WORK TO DO:
Render the lines that begin at the one containing "My supervisor has requested that the vase" and stop after the one containing "[98,121,136,169]" as a Markdown table with the columns No. and Line, numbering each line and leaving out blank lines.

+ + + + + + +

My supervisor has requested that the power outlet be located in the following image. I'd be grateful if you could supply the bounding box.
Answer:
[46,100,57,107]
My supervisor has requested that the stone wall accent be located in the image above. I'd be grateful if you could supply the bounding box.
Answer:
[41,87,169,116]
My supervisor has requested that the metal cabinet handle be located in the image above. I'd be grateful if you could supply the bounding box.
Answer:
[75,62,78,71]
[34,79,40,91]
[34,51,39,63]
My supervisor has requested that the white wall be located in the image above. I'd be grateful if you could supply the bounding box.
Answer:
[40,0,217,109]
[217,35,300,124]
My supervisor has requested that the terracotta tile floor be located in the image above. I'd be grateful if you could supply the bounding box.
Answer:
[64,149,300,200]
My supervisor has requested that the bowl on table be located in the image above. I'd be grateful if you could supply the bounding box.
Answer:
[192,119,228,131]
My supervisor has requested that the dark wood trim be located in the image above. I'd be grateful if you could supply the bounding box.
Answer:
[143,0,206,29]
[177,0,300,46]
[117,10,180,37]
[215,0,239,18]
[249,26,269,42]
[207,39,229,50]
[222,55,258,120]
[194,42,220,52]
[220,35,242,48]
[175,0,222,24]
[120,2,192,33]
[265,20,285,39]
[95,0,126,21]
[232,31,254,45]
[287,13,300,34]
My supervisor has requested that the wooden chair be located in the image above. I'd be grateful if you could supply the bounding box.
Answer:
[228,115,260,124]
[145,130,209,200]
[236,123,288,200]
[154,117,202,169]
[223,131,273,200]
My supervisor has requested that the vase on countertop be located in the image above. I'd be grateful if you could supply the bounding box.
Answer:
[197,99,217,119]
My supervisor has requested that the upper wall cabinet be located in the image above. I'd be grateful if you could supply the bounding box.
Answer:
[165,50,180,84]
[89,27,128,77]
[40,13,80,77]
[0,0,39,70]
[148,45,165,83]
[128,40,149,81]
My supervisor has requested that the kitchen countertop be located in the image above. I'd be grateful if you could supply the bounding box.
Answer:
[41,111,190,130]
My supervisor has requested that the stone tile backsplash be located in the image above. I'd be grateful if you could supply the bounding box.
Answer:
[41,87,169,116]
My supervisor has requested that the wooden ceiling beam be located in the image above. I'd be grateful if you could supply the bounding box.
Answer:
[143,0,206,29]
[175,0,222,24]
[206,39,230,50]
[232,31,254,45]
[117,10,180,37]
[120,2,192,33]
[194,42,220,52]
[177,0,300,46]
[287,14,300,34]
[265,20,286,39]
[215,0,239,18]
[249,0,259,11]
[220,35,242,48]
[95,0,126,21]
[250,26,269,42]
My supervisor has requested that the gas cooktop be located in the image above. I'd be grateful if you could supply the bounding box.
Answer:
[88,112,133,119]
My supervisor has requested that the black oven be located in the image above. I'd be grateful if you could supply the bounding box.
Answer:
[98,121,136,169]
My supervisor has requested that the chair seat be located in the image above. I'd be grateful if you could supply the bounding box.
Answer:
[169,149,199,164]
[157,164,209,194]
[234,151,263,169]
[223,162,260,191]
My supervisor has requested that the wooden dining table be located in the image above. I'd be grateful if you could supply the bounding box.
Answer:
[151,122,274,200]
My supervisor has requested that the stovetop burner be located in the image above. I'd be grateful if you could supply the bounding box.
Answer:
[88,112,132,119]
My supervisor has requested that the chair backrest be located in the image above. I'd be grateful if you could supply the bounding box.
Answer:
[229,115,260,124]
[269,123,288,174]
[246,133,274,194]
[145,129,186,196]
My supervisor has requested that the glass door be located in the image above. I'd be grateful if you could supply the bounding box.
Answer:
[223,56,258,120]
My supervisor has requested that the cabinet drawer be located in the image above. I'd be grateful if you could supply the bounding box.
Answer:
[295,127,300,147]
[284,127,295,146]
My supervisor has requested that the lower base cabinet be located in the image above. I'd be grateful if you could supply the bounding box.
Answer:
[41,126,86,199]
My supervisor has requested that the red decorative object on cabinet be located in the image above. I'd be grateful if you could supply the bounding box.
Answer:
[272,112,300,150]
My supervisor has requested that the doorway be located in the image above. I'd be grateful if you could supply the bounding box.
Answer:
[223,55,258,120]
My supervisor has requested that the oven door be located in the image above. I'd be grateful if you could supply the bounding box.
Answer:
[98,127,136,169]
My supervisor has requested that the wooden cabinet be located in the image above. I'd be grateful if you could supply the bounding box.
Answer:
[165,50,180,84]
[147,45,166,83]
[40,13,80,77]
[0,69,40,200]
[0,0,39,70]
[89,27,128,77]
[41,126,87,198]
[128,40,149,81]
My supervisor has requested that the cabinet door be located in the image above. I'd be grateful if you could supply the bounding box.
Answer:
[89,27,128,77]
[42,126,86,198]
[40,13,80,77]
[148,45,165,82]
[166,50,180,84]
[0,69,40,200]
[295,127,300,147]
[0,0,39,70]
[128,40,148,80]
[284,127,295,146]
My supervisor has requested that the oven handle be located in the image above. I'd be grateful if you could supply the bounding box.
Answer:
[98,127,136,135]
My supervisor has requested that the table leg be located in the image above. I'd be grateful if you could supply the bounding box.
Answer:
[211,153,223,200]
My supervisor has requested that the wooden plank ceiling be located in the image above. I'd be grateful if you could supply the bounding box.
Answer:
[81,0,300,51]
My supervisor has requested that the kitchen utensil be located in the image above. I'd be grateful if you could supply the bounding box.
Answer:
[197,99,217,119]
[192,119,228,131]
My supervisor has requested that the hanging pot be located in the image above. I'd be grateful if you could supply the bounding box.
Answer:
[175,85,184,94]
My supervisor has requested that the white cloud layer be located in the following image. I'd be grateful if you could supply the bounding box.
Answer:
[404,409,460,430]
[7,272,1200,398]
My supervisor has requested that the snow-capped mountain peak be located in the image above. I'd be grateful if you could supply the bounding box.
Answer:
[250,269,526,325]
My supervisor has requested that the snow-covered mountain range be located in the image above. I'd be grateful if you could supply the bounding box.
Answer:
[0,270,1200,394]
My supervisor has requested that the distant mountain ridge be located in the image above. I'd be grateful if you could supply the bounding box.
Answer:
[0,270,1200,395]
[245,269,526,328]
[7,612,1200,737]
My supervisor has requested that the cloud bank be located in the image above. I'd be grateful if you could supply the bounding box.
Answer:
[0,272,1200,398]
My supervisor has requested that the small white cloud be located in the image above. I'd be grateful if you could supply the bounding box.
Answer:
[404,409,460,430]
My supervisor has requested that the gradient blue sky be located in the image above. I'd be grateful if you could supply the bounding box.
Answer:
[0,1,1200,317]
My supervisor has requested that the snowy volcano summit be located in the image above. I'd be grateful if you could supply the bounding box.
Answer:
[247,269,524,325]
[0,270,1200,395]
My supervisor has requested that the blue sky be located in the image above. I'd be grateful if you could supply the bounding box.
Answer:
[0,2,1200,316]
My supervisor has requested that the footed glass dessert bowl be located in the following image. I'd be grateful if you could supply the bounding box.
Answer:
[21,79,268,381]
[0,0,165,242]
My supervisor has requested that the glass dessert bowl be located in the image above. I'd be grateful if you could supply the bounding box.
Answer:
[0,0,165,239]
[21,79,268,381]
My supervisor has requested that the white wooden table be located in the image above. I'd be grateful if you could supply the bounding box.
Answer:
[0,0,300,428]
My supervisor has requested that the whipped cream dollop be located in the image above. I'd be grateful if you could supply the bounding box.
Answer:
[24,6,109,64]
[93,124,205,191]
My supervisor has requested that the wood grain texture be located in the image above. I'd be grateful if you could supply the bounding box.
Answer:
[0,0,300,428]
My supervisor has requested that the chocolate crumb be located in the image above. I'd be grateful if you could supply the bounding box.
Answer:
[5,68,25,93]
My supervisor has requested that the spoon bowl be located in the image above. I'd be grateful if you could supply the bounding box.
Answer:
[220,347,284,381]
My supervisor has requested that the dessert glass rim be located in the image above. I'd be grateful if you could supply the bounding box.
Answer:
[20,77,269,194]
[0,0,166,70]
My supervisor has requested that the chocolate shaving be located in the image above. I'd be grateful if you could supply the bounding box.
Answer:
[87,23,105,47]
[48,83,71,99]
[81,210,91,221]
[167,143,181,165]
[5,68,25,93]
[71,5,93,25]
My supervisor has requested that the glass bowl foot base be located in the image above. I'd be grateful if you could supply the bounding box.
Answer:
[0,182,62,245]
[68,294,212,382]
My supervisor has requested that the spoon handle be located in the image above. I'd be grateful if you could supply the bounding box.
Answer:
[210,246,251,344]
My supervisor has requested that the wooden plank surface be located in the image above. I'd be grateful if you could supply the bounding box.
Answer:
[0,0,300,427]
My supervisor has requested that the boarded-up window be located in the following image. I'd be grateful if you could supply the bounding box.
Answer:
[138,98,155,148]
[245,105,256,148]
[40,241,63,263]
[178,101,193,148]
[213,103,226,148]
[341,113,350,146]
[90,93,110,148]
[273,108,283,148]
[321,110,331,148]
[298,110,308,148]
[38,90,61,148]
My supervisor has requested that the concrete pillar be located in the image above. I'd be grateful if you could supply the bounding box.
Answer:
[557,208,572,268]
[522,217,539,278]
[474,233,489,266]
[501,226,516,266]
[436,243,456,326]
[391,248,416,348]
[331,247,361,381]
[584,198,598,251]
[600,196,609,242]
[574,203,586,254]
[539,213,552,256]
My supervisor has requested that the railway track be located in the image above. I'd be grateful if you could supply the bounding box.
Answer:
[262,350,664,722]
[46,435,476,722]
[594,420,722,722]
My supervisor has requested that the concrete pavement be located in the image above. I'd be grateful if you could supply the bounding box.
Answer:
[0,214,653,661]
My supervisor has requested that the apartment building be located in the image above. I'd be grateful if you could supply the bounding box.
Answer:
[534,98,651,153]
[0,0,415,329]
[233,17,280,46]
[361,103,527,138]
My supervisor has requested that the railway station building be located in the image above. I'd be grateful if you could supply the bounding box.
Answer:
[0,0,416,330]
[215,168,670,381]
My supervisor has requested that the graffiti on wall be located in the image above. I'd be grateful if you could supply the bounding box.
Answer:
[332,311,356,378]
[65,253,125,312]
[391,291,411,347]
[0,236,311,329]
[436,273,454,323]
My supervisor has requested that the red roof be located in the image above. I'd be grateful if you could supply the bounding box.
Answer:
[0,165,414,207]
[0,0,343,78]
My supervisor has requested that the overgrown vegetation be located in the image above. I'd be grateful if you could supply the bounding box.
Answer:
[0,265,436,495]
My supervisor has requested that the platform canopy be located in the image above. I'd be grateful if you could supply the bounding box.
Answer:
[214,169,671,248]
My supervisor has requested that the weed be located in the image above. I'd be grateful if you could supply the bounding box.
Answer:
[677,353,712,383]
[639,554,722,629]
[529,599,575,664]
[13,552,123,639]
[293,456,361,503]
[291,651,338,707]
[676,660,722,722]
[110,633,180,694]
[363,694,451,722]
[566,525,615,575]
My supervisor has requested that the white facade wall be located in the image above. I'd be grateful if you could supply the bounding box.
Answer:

+ + + + + + +

CORRECT ANSWER:
| No. | Line |
|---|---|
| 1 | My supervisor has requested that the vase on countertop be located in the image above. I'd be grateful if you could supply the bounding box. |
| 2 | Answer: |
| 3 | [197,99,217,119] |
| 4 | My supervisor has requested that the upper wall cabinet be located in the image above. I'd be grateful if you could supply the bounding box. |
| 5 | Answer: |
| 6 | [165,50,180,84] |
| 7 | [89,27,128,77] |
| 8 | [40,13,80,77] |
| 9 | [0,0,39,70] |
| 10 | [148,45,165,83] |
| 11 | [128,40,149,81] |
| 12 | My supervisor has requested that the kitchen countertop be located in the image above. I'd be grateful if you could supply the bounding box. |
| 13 | Answer: |
| 14 | [41,111,190,130] |
| 15 | My supervisor has requested that the stone tile backsplash be located in the image above. I'd be grateful if you could supply the bounding box. |
| 16 | Answer: |
| 17 | [41,87,169,116] |
| 18 | My supervisor has requested that the wooden ceiling beam be located in the image above. I'd be grateful if you could supply the bounding box. |
| 19 | Answer: |
| 20 | [143,0,206,29] |
| 21 | [175,0,222,24] |
| 22 | [206,39,230,50] |
| 23 | [232,31,254,45] |
| 24 | [117,10,180,37] |
| 25 | [120,2,192,33] |
| 26 | [194,42,220,52] |
| 27 | [177,0,300,46] |
| 28 | [287,14,300,34] |
| 29 | [265,20,286,39] |
| 30 | [215,0,239,18] |
| 31 | [249,0,259,11] |
| 32 | [220,35,242,48] |
| 33 | [95,0,126,21] |
| 34 | [250,26,269,42] |
| 35 | My supervisor has requested that the gas cooktop be located in the image above. I'd be grateful if you could supply the bounding box. |
| 36 | Answer: |
| 37 | [88,112,133,119] |
| 38 | My supervisor has requested that the black oven be located in the image above. I'd be grateful if you could supply the bounding box. |
| 39 | Answer: |
| 40 | [98,121,136,169] |